Extrait de page
---*---
Retour sur l’histoire du dopage
► La performance comme moteur humain

► L’organisation de la lutte antidopage
► Le sportif un être voué à l’exemplarité

 

Avec les progrès technologiques en science ou en médecine, l’être humain est de plus en plus capable d’améliorer ses performances. Cela passe par de nouvelles méthodes d’entraînements, de nouveaux outils, un changement d’alimentation et plus globalement une révolution du quotidien et de l’hygiène de vie.

 

Il est dans la nature de l’Homme de vouloir améliorer ses qualités, ses compétences, de se mettre en compétition. Le sport n’est que l’expression la plus spontanée de cette course à la performance dans laquelle l’Homme s’est engagé.

 

La trace la plus ancienne de dopage que l’on puisse retrouver se trouve en Grèce Antique, au VIème siècle av. JC. Les athlètes en fonction de leurs disciplines ne mangeaient plus que de la viande à quelques jours des épreuves. Quand bien même la bande dessinée Astérix aux Jeux Olympiques narrait la disqualification des Romains pour dopage, il s’agit là d’un anachronisme. En effet, il était à cette époque impossible technologiquement de débusquer les tricheurs, alors même que la société ne condamnait pas les usages faits de divers produits. L’usage de substances était monnaie courante au même titre qu’aujourd’hui les sportifs utilisent les boissons énergisantes, les poudres protéinées ou encore les compléments alimentaires.
---*---
Données extraites

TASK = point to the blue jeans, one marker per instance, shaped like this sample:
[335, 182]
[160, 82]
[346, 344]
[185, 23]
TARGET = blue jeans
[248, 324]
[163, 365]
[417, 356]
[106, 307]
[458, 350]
---*---
Liste des tâches
1. Recopiez le passage du texte sur l’histoire du dopage commençant à « Avec les progrès » et se terminant à « l’Homme s’est engagé. », en substituant « rivalité » à « compétition ».
2. D’après le texte sur l’histoire du dopage, où et à quelle époque se trouve la plus ancienne trace de dopage ?
3. Rédigez la suite du texte sur l’histoire du dopage, à partir de sa dernière phrase.
Les données n’ont aucun rapport avec le texte sur l’histoire du dopage.

Réponses par tâche
1.
Avec les progrès technologiques en science ou en médecine, l’être humain est de plus en plus capable d’améliorer ses performances. Cela passe par de nouvelles méthodes d’entraînements, de nouveaux outils, un changement d’alimentation et plus globalement une révolution du quotidien et de l’hygiène de vie.

 

Il est dans la nature de l’Homme de vouloir améliorer ses qualités, ses compétences, de se mettre en rivalité. Le sport n’est que l’expression la plus spontanée de cette course à la performance dans laquelle l’Homme s’est engagé.

2. En Grèce Antique, au VIème siècle av. JC.

3.
 

La donne a radicalement changé depuis qu’il est devenu possible de dépister les sportifs afin de trouver dans leur organisme des produits interdits. A moins que l’intérêt des organisations sportives pour la santé des athlètes à moyen et long terme n’ait entraîné la création d’interdits ?

 

Le début du XXe siècle marque un tournant dans la pratique du dopage. Le sport acquiert une importance sociale, culturelle et économique :  la couverture médiatique des événements devient mondiale, la course au record est enclenchée et, de fait, les enjeux financiers prennent de l’ampleur. Un autre cap est passé lorsque le sport prend une dimension politique. Les Etats vont utiliser leurs sportifs comme moyen de rayonnement et outils de communication.
Ce sont ces phénomènes qui vont faire exploser les pratiques dopantes et ce à l’échelle mondiale. Qui blâmer alors qu’il n’existe aucune règlementation ou institution anti-dopage ?

 

Au sein même des sportifs, la pratique du dopage est quasiment unanime. La société ne condamne pas les usages de produits, elle n’en a pratiquement pas connaissance. Le sport n’est encore pour beaucoup de suiveur qu’un divertissement. Mais pour les acteurs les enjeux ont déjà largement dépassé le cadre du divertissement.

 

Pourtant les fédérations sportives ont conscience du phénomène et certaines ont tenté d’agir. En 1928 la Fédération internationale d’athlétisme amateur (IAAF) décida de prohiber le dopage. Mais aucun test antidopage n’est assez efficace pour soutenir cet interdit.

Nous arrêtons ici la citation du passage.